▶ Given exercise: Gather every line in the items below that contains the word "photo" and copy each of those lines in full.

▶ Entries supplied:
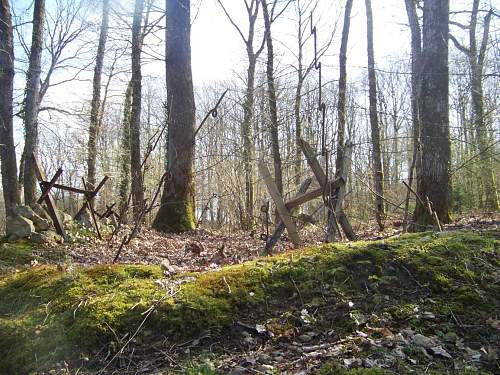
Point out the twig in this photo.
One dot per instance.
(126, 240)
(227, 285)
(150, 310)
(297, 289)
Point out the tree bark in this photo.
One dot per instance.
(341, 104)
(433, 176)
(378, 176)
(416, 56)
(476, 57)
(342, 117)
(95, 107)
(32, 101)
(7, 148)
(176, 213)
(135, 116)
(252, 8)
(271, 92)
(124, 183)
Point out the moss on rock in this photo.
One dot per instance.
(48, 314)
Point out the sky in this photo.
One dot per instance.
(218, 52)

---

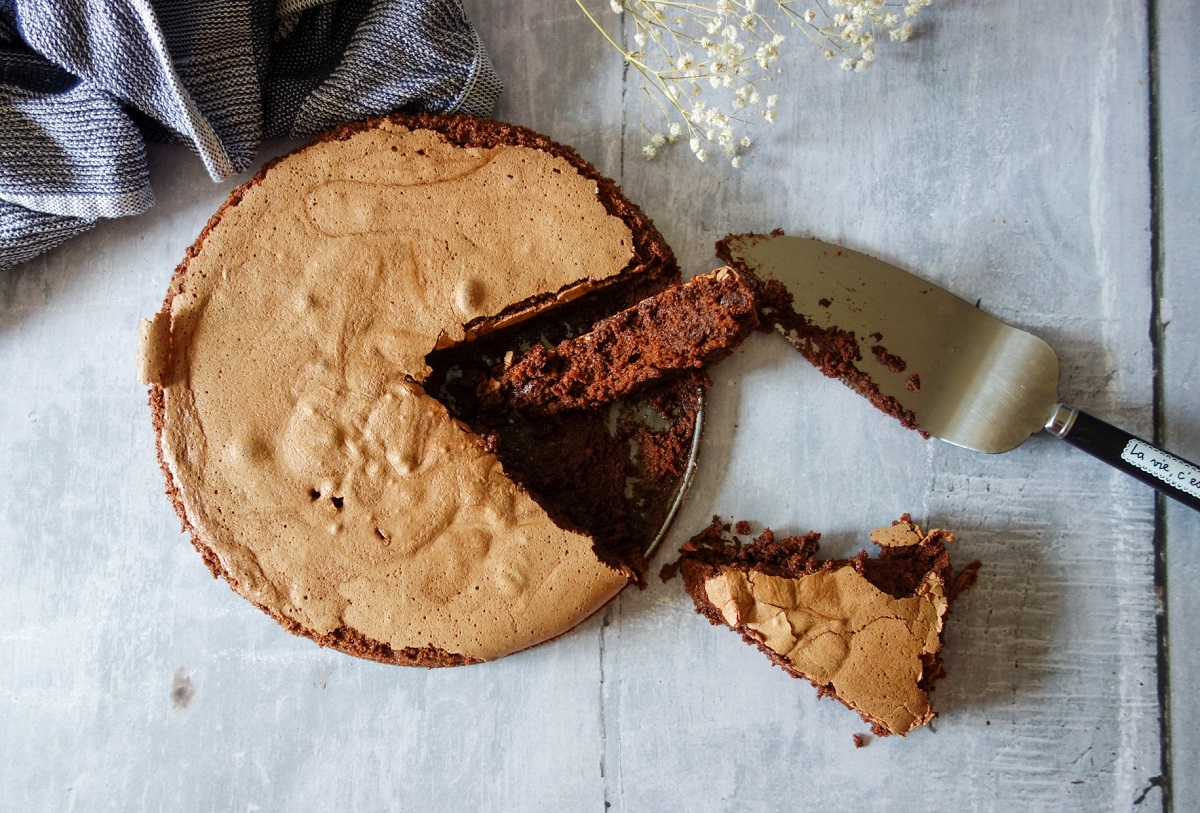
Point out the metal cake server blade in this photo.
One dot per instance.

▶ Response to this task:
Point out the twig in this photo.
Point out the tree bark in this photo.
Point out the moss on rock in this photo.
Point out the sky in this photo.
Point out the metal cake server blade in this photo.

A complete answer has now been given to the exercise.